#### Requirements:
Rewrite the data with every "one dot per instance" swapped for "one point per instance", leaving everything else unchanged and omitting the pictures.

[start of Data shown]

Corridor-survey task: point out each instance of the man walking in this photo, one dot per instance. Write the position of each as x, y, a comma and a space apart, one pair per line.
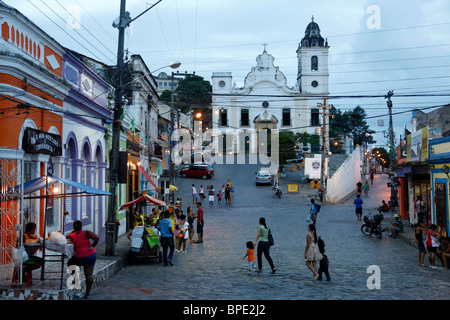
200, 223
165, 227
194, 194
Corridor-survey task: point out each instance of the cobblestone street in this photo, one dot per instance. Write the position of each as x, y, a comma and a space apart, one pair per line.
215, 269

[end of Data shown]

#### Final answer:
Corridor-survey task: point out each instance of the man walking in this photo, one point per instance. Write the position of each as x, y, a comma and a space apart, one pair per line.
200, 223
165, 227
194, 194
Corridor-survey task: point out each instance of the cobblestone street in this photo, one point per instance. Write the position of each as x, y, a comma and a space apart, one pair per line.
215, 269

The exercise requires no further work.